What you produce should be an exact transcription of the data, minus any pictures.

- **EXERCISE MATERIAL**
::::

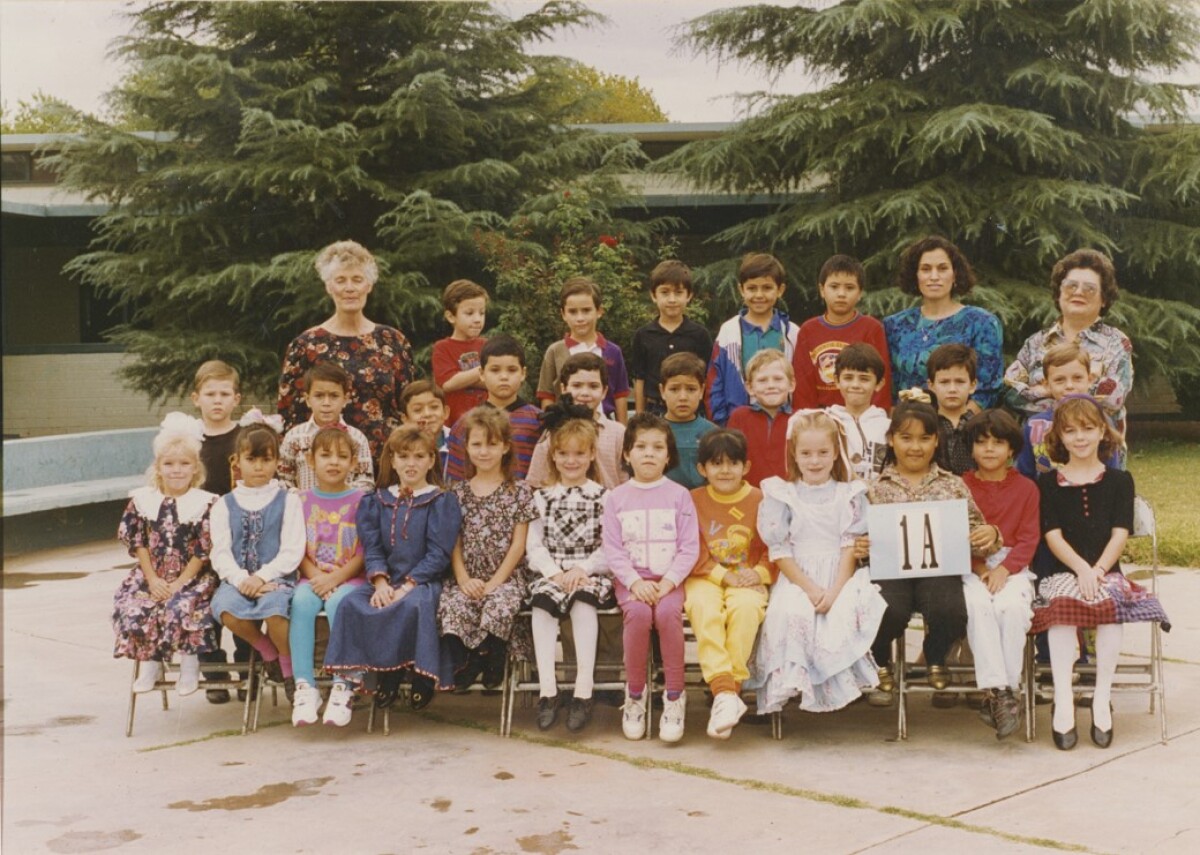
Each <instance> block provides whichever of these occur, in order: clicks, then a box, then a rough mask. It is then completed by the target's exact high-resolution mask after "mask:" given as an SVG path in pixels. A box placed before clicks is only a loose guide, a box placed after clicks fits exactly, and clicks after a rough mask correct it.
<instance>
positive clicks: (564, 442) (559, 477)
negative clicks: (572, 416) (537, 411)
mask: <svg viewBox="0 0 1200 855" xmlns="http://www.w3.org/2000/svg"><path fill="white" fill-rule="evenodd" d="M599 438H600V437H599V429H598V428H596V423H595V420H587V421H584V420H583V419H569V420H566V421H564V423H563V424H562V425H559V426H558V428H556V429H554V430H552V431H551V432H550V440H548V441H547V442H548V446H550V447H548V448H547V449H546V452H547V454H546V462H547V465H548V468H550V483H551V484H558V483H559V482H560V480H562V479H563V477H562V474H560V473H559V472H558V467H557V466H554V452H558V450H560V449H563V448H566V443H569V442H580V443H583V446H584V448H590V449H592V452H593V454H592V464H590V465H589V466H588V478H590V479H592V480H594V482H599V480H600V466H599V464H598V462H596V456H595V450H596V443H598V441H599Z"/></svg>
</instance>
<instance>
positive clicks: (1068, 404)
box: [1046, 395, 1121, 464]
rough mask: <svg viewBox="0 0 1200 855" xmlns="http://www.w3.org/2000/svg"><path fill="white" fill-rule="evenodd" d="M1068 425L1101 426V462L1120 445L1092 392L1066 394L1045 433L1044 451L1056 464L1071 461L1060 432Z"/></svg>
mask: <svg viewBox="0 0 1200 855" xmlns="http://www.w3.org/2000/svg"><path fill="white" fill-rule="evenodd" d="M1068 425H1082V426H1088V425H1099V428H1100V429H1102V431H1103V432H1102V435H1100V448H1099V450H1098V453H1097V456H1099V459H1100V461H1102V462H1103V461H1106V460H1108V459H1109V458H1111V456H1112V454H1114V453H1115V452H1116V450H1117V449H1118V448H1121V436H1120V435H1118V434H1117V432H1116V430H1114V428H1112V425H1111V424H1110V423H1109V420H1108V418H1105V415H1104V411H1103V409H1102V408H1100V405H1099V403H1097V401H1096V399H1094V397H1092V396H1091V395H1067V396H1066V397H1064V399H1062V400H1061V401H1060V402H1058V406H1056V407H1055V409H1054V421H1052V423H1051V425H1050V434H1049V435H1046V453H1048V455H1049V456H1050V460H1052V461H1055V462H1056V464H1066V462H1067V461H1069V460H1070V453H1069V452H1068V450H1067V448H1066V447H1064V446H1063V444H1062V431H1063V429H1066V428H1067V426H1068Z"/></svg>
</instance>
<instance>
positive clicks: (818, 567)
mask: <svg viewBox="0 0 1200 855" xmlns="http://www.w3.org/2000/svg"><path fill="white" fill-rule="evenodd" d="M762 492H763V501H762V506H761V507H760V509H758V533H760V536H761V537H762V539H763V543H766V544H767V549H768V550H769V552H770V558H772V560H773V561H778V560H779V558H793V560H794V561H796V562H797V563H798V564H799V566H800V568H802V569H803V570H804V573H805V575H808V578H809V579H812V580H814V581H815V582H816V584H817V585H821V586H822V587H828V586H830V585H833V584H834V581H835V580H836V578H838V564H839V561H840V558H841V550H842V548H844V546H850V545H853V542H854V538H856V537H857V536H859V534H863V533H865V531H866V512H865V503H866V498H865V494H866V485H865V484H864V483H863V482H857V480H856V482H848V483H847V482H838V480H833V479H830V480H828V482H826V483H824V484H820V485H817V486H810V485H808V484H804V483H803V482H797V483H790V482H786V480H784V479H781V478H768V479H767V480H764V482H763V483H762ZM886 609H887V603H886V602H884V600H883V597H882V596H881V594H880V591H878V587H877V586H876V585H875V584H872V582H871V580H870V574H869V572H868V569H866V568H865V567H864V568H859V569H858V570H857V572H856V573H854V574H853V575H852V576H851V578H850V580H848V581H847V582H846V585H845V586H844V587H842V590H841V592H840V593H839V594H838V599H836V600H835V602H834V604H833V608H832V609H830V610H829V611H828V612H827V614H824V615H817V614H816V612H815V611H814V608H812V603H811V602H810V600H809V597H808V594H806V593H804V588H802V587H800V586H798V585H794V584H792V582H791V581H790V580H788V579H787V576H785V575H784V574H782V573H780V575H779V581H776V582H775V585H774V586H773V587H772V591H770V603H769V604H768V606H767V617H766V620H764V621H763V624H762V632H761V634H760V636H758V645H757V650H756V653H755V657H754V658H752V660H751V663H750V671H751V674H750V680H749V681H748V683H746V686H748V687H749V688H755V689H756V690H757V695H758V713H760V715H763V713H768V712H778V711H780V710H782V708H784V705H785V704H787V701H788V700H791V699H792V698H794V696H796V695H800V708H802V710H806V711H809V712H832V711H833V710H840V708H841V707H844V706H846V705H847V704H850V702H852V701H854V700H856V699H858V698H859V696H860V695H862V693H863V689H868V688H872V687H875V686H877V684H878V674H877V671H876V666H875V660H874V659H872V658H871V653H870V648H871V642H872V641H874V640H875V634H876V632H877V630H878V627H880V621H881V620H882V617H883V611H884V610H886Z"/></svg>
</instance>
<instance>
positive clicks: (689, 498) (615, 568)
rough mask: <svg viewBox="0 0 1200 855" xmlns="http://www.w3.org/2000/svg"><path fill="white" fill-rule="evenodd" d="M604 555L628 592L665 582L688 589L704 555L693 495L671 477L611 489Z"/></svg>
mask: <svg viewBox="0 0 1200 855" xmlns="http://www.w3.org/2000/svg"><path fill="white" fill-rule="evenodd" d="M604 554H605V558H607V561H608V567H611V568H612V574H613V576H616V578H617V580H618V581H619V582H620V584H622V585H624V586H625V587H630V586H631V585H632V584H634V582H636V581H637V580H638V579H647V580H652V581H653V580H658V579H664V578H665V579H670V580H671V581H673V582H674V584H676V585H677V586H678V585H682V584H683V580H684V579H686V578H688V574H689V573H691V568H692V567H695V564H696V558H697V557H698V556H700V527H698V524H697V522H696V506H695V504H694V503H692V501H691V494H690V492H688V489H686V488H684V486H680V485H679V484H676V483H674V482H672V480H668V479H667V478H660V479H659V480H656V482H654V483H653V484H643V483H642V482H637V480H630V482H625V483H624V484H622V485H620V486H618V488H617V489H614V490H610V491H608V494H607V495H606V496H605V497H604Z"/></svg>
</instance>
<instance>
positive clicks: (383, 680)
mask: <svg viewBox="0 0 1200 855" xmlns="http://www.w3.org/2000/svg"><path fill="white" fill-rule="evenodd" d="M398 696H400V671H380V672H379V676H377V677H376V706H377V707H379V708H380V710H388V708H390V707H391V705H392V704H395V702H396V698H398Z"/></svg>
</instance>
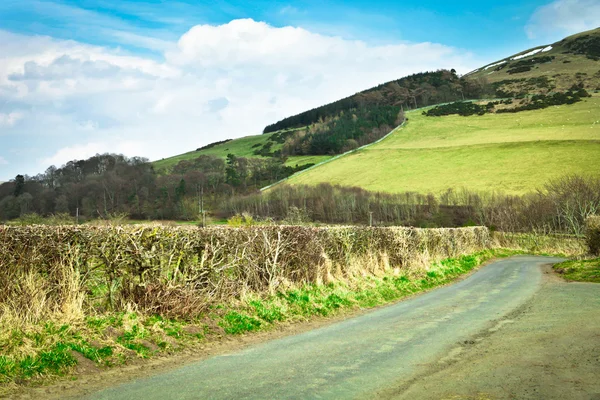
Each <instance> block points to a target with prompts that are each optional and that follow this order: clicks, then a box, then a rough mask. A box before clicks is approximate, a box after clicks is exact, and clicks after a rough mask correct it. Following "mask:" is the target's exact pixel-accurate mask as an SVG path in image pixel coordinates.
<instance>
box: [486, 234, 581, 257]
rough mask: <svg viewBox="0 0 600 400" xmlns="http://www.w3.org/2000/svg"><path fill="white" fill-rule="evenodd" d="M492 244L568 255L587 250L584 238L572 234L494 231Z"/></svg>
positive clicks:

::::

- **RESPONSE TO THIS EXERCISE**
Each <instance> block provides whichever of these occur, in order: clicks, then a box, then a rough mask. It is then completed by the target's exact high-resolution mask after "mask:" given as an SVG path in pixels. A box placed before clicks is only a loose guide, a box placed after clicks fits exactly, and clicks after a rough mask correct it.
<instance>
positive clicks: (564, 442) (559, 477)
negative clicks: (572, 416) (537, 411)
mask: <svg viewBox="0 0 1200 855" xmlns="http://www.w3.org/2000/svg"><path fill="white" fill-rule="evenodd" d="M599 438H600V437H599V429H598V428H596V423H595V420H587V421H584V420H583V419H569V420H566V421H564V423H563V424H562V425H559V426H558V428H556V429H554V430H552V431H551V432H550V440H548V441H547V442H548V446H550V447H548V448H547V449H546V452H547V454H546V462H547V465H548V468H550V483H551V484H558V483H559V482H560V480H562V479H563V477H562V474H560V473H559V472H558V467H557V466H554V452H558V450H560V449H563V448H566V443H569V442H580V443H583V446H584V448H590V449H592V452H593V454H592V464H590V465H589V466H588V478H590V479H592V480H594V482H599V480H600V466H599V464H598V462H596V456H595V450H596V443H598V441H599Z"/></svg>
</instance>
<instance>
positive clicks: (1068, 404)
box: [1046, 395, 1121, 464]
rough mask: <svg viewBox="0 0 1200 855" xmlns="http://www.w3.org/2000/svg"><path fill="white" fill-rule="evenodd" d="M1068 425L1101 426V462L1120 445L1092 392L1066 394L1045 433L1044 451L1056 464L1071 461L1060 432Z"/></svg>
mask: <svg viewBox="0 0 1200 855" xmlns="http://www.w3.org/2000/svg"><path fill="white" fill-rule="evenodd" d="M1068 425H1082V426H1088V425H1099V428H1100V429H1102V431H1103V432H1102V435H1100V448H1099V450H1098V453H1097V456H1099V459H1100V461H1102V462H1103V461H1106V460H1108V459H1109V458H1111V456H1112V454H1114V453H1115V452H1116V450H1117V449H1118V448H1121V436H1120V435H1118V434H1117V432H1116V430H1114V428H1112V425H1111V424H1110V423H1109V420H1108V418H1105V415H1104V411H1103V409H1102V408H1100V405H1099V403H1097V401H1096V399H1094V397H1092V396H1091V395H1067V396H1066V397H1064V399H1062V400H1061V401H1060V402H1058V406H1056V407H1055V409H1054V421H1052V423H1051V425H1050V434H1049V435H1046V453H1048V455H1049V456H1050V460H1052V461H1055V462H1056V464H1066V462H1067V461H1069V460H1070V453H1069V452H1068V450H1067V448H1066V447H1064V446H1063V444H1062V431H1063V429H1066V428H1067V426H1068Z"/></svg>
</instance>
<instance>
positive clicks: (818, 567)
mask: <svg viewBox="0 0 1200 855" xmlns="http://www.w3.org/2000/svg"><path fill="white" fill-rule="evenodd" d="M762 492H763V501H762V506H761V507H760V509H758V533H760V536H761V537H762V539H763V543H766V544H767V549H768V550H769V552H770V558H772V560H773V561H778V560H779V558H793V560H794V561H796V562H797V563H798V564H799V566H800V568H802V569H803V570H804V573H805V575H808V578H809V579H812V580H814V581H815V582H816V584H817V585H821V586H822V587H828V586H830V585H833V584H834V581H835V580H836V578H838V564H839V561H840V558H841V550H842V548H844V546H850V545H853V542H854V538H856V537H857V536H859V534H863V533H865V531H866V512H865V503H866V498H865V494H866V485H865V484H864V483H863V482H857V480H856V482H848V483H847V482H838V480H833V479H830V480H828V482H826V483H824V484H820V485H817V486H810V485H808V484H804V483H803V482H797V483H790V482H786V480H784V479H781V478H768V479H767V480H764V482H763V483H762ZM886 609H887V603H886V602H884V600H883V597H882V596H881V594H880V591H878V587H877V586H876V585H875V584H872V582H871V580H870V574H869V572H868V569H866V568H865V567H864V568H859V569H858V570H857V572H856V573H854V574H853V575H852V576H851V578H850V580H848V581H847V582H846V585H845V586H844V587H842V590H841V592H840V593H839V594H838V599H836V600H835V602H834V604H833V608H832V609H830V610H829V611H828V612H827V614H824V615H817V614H816V612H815V611H814V608H812V603H811V602H810V600H809V597H808V594H806V593H804V588H802V587H800V586H798V585H794V584H792V582H791V581H790V580H788V579H787V576H785V575H784V574H782V573H780V575H779V581H776V582H775V585H774V586H773V587H772V591H770V603H769V604H768V606H767V617H766V620H764V621H763V624H762V632H761V634H760V636H758V645H757V650H756V653H755V657H754V658H752V660H751V663H750V671H751V674H750V680H749V681H748V683H746V686H748V687H749V688H755V689H756V690H757V695H758V713H760V715H763V713H768V712H778V711H780V710H782V708H784V705H785V704H787V701H788V700H791V699H792V698H794V696H796V695H800V708H802V710H806V711H809V712H832V711H833V710H840V708H841V707H844V706H846V705H847V704H850V702H852V701H854V700H856V699H858V698H859V696H860V695H862V693H863V689H868V688H872V687H875V686H877V684H878V674H877V671H876V666H875V660H874V659H872V658H871V653H870V648H871V642H872V641H874V640H875V634H876V632H877V630H878V627H880V621H881V620H882V617H883V611H884V610H886Z"/></svg>
</instance>
<instance>
positive clicks: (689, 498) (615, 568)
rough mask: <svg viewBox="0 0 1200 855" xmlns="http://www.w3.org/2000/svg"><path fill="white" fill-rule="evenodd" d="M604 555L628 592L665 582L688 589L704 555L693 495L671 477L611 489Z"/></svg>
mask: <svg viewBox="0 0 1200 855" xmlns="http://www.w3.org/2000/svg"><path fill="white" fill-rule="evenodd" d="M604 554H605V558H607V561H608V567H611V568H612V574H613V576H616V578H617V580H618V581H619V582H620V584H622V585H624V586H625V587H630V586H631V585H632V584H634V582H636V581H637V580H638V579H647V580H652V581H653V580H658V579H664V578H665V579H670V580H671V581H673V582H674V584H676V585H677V586H678V585H682V584H683V580H684V579H686V578H688V574H689V573H691V568H692V567H695V564H696V558H697V557H698V556H700V527H698V524H697V522H696V506H695V504H694V503H692V501H691V494H690V492H688V489H686V488H684V486H680V485H679V484H676V483H674V482H672V480H668V479H667V478H660V479H659V480H656V482H654V483H653V484H643V483H642V482H637V480H630V482H625V483H624V484H622V485H620V486H618V488H617V489H614V490H610V491H608V494H607V495H606V496H605V497H604Z"/></svg>
</instance>
<instance>
positive clicks: (383, 680)
mask: <svg viewBox="0 0 1200 855" xmlns="http://www.w3.org/2000/svg"><path fill="white" fill-rule="evenodd" d="M398 696H400V671H380V672H379V676H377V677H376V706H377V707H379V708H380V710H388V708H390V707H391V705H392V704H395V702H396V698H398Z"/></svg>
</instance>
Each <instance> block points to a target with prompts that are each optional and that follow this order: clicks, then a box, then a rough mask. A box before clicks is approximate, a box after clicks is exact, and clicks after a rough mask correct it. Following "mask:" is the target's exact pixel-accurate mask as an SVG path in image pixel coordinates.
<instance>
box: [486, 234, 581, 257]
rough mask: <svg viewBox="0 0 600 400" xmlns="http://www.w3.org/2000/svg"><path fill="white" fill-rule="evenodd" d="M492 244L568 255L587 250L584 238L572 234L494 231Z"/></svg>
positive clicks:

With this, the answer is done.